In the data below, switch "manicured" to "neatly trimmed" from the line with "The locator SHOULD return, for each instance of the manicured" to the line with "x=561 y=350", keeping everything else the same, and return only those lines.

# [Material supplied]
>> start

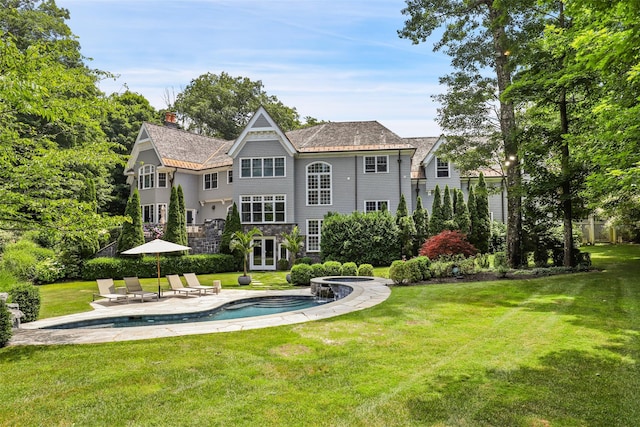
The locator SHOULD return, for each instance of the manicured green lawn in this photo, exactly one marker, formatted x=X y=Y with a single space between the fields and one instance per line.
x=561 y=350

>> end
>> start

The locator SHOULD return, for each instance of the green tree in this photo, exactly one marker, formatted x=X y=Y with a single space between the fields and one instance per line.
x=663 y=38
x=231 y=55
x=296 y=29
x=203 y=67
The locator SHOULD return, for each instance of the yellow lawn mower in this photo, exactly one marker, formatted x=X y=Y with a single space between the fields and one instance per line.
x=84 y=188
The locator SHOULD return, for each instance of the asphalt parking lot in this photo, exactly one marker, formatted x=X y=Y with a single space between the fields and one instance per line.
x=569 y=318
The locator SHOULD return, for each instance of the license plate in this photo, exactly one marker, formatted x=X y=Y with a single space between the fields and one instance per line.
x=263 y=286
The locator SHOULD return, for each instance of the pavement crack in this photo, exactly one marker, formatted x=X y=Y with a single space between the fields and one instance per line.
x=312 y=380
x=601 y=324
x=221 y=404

>> end

# [Solution]
The locator SHOULD return, for each instance of the neatly trimmed green lawn in this photo, exactly one marker, formatted x=X y=Y with a single space between the fields and one instance per line.
x=561 y=350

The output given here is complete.